- **Directive**
Rewrite all of the material below, replacing "every instance" with "all instances" everywhere and keeping everything else the same.

[Labeled area outline items]
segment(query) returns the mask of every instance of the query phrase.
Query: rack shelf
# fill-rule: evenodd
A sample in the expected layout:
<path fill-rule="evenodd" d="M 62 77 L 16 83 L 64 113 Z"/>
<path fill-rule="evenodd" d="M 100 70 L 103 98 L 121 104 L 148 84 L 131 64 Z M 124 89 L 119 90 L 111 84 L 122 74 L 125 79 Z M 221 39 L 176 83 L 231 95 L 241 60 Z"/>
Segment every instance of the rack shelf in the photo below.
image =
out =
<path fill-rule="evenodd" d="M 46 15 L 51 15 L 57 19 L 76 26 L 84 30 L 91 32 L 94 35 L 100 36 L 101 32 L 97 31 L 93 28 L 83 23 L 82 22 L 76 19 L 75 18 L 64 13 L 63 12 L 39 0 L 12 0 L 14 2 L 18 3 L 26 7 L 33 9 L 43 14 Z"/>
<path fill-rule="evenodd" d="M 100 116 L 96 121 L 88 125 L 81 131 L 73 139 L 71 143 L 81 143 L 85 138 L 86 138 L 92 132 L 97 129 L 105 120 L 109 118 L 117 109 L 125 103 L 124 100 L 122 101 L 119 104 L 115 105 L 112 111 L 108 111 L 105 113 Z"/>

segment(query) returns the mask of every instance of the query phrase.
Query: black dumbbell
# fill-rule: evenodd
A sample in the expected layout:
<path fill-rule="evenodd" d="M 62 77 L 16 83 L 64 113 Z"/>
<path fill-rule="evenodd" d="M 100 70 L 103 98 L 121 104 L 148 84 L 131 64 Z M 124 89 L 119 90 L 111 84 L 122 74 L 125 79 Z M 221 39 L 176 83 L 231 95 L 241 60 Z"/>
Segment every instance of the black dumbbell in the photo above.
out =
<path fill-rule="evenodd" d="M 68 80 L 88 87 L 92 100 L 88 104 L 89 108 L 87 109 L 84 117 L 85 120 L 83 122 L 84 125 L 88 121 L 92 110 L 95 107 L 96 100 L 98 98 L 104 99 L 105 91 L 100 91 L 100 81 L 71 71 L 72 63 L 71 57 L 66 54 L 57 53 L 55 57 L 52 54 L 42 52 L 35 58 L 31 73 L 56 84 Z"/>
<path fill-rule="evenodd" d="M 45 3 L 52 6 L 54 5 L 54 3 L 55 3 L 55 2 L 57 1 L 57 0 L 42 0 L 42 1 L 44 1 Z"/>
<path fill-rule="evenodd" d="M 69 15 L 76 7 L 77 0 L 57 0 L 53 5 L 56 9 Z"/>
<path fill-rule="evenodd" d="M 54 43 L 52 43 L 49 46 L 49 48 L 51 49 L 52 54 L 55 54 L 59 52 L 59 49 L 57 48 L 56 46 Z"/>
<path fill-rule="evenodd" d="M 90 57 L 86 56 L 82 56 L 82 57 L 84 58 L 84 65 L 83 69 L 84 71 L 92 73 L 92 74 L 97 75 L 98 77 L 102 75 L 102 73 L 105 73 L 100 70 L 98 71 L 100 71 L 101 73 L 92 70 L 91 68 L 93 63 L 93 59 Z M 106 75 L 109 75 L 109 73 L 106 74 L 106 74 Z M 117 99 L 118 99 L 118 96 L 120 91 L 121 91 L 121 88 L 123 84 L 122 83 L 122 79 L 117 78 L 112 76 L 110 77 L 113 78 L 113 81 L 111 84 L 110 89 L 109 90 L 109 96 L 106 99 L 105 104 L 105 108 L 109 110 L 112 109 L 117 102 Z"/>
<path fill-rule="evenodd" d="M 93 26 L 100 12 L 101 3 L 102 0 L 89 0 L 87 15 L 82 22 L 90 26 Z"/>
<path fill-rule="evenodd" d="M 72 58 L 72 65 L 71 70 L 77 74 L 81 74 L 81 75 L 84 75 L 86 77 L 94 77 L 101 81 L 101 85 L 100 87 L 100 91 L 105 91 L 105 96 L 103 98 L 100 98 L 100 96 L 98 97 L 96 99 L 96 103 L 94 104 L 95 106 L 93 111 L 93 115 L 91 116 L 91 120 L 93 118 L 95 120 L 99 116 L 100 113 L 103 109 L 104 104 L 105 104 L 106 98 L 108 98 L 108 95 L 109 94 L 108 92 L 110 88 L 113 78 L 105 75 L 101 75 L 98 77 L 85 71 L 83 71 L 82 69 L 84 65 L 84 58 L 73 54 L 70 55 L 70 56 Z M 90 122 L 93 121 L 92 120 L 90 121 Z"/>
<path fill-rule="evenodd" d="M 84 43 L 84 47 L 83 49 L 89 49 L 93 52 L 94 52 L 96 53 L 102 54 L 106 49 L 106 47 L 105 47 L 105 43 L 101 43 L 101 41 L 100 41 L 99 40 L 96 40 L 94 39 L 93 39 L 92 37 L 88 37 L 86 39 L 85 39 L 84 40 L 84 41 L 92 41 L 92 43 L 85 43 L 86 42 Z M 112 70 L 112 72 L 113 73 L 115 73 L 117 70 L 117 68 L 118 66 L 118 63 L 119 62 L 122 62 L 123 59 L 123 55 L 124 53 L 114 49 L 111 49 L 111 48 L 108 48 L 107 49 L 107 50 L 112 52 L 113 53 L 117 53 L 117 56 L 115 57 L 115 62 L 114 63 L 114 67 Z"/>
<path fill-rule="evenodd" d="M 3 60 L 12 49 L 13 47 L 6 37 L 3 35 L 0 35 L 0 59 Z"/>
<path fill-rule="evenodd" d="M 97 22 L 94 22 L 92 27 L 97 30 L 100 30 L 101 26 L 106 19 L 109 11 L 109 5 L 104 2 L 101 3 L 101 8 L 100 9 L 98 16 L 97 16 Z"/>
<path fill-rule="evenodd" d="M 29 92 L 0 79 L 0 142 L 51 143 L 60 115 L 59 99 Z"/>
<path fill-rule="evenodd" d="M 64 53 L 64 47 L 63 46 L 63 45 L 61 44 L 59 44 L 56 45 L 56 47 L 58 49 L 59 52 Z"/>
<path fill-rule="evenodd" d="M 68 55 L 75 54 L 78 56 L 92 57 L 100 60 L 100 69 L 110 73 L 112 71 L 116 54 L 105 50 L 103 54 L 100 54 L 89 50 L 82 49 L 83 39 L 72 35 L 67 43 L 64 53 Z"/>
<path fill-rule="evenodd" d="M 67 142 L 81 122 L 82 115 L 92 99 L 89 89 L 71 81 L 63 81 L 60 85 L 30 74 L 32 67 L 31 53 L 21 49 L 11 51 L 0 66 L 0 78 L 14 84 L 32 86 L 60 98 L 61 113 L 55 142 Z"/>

- **Exercise solution**
segment(query) returns the mask of all instances of the query phrase.
Query: rack shelf
# fill-rule: evenodd
A sample in the expected layout:
<path fill-rule="evenodd" d="M 62 77 L 16 83 L 64 113 Z"/>
<path fill-rule="evenodd" d="M 100 70 L 103 98 L 121 104 L 148 84 L 131 64 Z M 124 89 L 119 90 L 111 84 L 122 74 L 125 79 Z M 221 39 L 176 83 L 231 95 L 241 60 Z"/>
Segment all instances of the rack shelf in the photo below.
image =
out =
<path fill-rule="evenodd" d="M 46 15 L 51 15 L 57 19 L 76 26 L 84 30 L 91 32 L 94 35 L 100 36 L 101 32 L 97 31 L 93 28 L 83 23 L 82 22 L 76 19 L 75 18 L 64 13 L 63 12 L 39 0 L 12 0 L 14 2 L 18 3 L 26 7 L 33 9 L 43 14 Z"/>
<path fill-rule="evenodd" d="M 100 116 L 96 121 L 88 125 L 81 131 L 73 139 L 71 143 L 81 143 L 85 138 L 86 138 L 92 132 L 97 129 L 105 120 L 109 118 L 117 109 L 125 103 L 124 100 L 122 101 L 119 104 L 115 105 L 112 111 L 108 111 L 105 113 Z"/>

segment(query) returns the mask of all instances of the query phrase.
Query: black dumbbell
# fill-rule: evenodd
A sample in the expected layout:
<path fill-rule="evenodd" d="M 62 77 L 16 83 L 64 113 Z"/>
<path fill-rule="evenodd" d="M 100 70 L 103 98 L 121 104 L 148 84 L 131 64 Z M 124 89 L 119 90 L 111 84 L 122 74 L 125 79 Z M 221 39 L 176 83 L 231 95 L 241 60 Z"/>
Segment all instances of the black dumbbell in the photo above.
out =
<path fill-rule="evenodd" d="M 68 80 L 88 87 L 92 100 L 88 104 L 89 108 L 87 109 L 84 117 L 85 120 L 83 122 L 84 125 L 88 121 L 92 110 L 95 107 L 96 100 L 98 98 L 104 99 L 105 91 L 100 91 L 100 81 L 71 71 L 72 63 L 71 57 L 66 54 L 57 53 L 55 57 L 52 54 L 42 52 L 35 58 L 31 73 L 56 84 Z"/>
<path fill-rule="evenodd" d="M 45 3 L 52 6 L 54 5 L 54 3 L 55 3 L 55 2 L 57 1 L 57 0 L 42 0 L 42 1 L 44 1 Z"/>
<path fill-rule="evenodd" d="M 69 15 L 76 7 L 77 0 L 57 0 L 53 5 L 56 9 Z"/>
<path fill-rule="evenodd" d="M 54 43 L 52 43 L 49 46 L 49 48 L 51 49 L 52 54 L 55 54 L 59 52 L 59 49 L 57 48 L 56 46 Z"/>
<path fill-rule="evenodd" d="M 90 57 L 86 56 L 82 56 L 82 57 L 84 58 L 84 65 L 83 69 L 84 71 L 92 73 L 92 74 L 97 75 L 98 77 L 102 75 L 102 73 L 105 73 L 100 70 L 98 71 L 100 71 L 101 73 L 92 70 L 91 68 L 93 63 L 93 59 Z M 106 75 L 109 75 L 109 73 L 106 74 L 106 74 Z M 117 99 L 118 99 L 118 96 L 120 91 L 121 91 L 121 88 L 123 84 L 122 83 L 122 79 L 117 78 L 112 76 L 110 77 L 113 78 L 113 81 L 111 84 L 110 89 L 109 90 L 109 96 L 106 99 L 105 104 L 105 108 L 109 110 L 112 109 L 117 102 Z"/>
<path fill-rule="evenodd" d="M 93 26 L 100 12 L 101 3 L 102 0 L 89 0 L 87 15 L 82 22 L 90 26 Z"/>
<path fill-rule="evenodd" d="M 72 58 L 72 65 L 71 70 L 77 74 L 81 74 L 81 75 L 84 75 L 86 77 L 94 77 L 101 81 L 101 85 L 100 87 L 100 91 L 105 91 L 105 96 L 103 98 L 100 98 L 100 96 L 98 97 L 96 99 L 96 103 L 94 104 L 95 106 L 93 111 L 93 115 L 91 116 L 91 120 L 93 118 L 95 120 L 99 116 L 100 113 L 103 109 L 104 104 L 105 104 L 106 98 L 108 98 L 108 95 L 109 94 L 108 92 L 110 88 L 113 78 L 105 75 L 101 75 L 98 77 L 85 71 L 83 71 L 82 69 L 84 65 L 84 58 L 73 54 L 70 55 L 70 56 Z M 90 122 L 93 121 L 92 120 L 90 121 Z"/>
<path fill-rule="evenodd" d="M 84 43 L 84 47 L 83 49 L 89 49 L 93 52 L 94 52 L 96 53 L 102 54 L 106 49 L 106 47 L 105 47 L 105 43 L 101 43 L 101 41 L 100 41 L 99 40 L 96 40 L 94 39 L 93 39 L 92 37 L 88 37 L 86 39 L 85 39 L 84 40 L 84 41 L 92 41 L 92 43 L 85 43 L 86 42 Z M 112 70 L 112 72 L 113 73 L 115 73 L 117 70 L 117 68 L 118 66 L 118 63 L 119 62 L 122 62 L 123 59 L 123 55 L 124 53 L 114 49 L 111 49 L 111 48 L 108 48 L 107 49 L 107 50 L 112 52 L 113 53 L 117 53 L 117 56 L 115 57 L 115 62 L 114 63 L 114 67 Z"/>
<path fill-rule="evenodd" d="M 3 60 L 12 49 L 13 47 L 6 37 L 3 35 L 0 35 L 0 59 Z"/>
<path fill-rule="evenodd" d="M 97 22 L 94 22 L 92 27 L 97 30 L 100 30 L 101 26 L 106 19 L 109 11 L 109 5 L 104 2 L 101 3 L 101 8 L 100 9 L 98 16 L 97 16 Z"/>
<path fill-rule="evenodd" d="M 29 92 L 0 79 L 0 142 L 51 143 L 60 115 L 59 99 Z"/>
<path fill-rule="evenodd" d="M 64 53 L 64 47 L 63 46 L 63 45 L 61 44 L 59 44 L 56 45 L 56 47 L 58 49 L 59 52 Z"/>
<path fill-rule="evenodd" d="M 68 55 L 75 54 L 78 56 L 92 57 L 100 60 L 100 69 L 110 73 L 112 71 L 116 54 L 105 50 L 103 54 L 100 54 L 89 50 L 82 49 L 83 39 L 72 35 L 67 43 L 64 53 Z"/>
<path fill-rule="evenodd" d="M 67 142 L 81 122 L 82 115 L 92 99 L 89 89 L 71 81 L 63 81 L 60 85 L 30 74 L 32 67 L 31 53 L 21 49 L 11 51 L 0 66 L 0 78 L 14 84 L 32 86 L 60 98 L 61 113 L 55 142 Z"/>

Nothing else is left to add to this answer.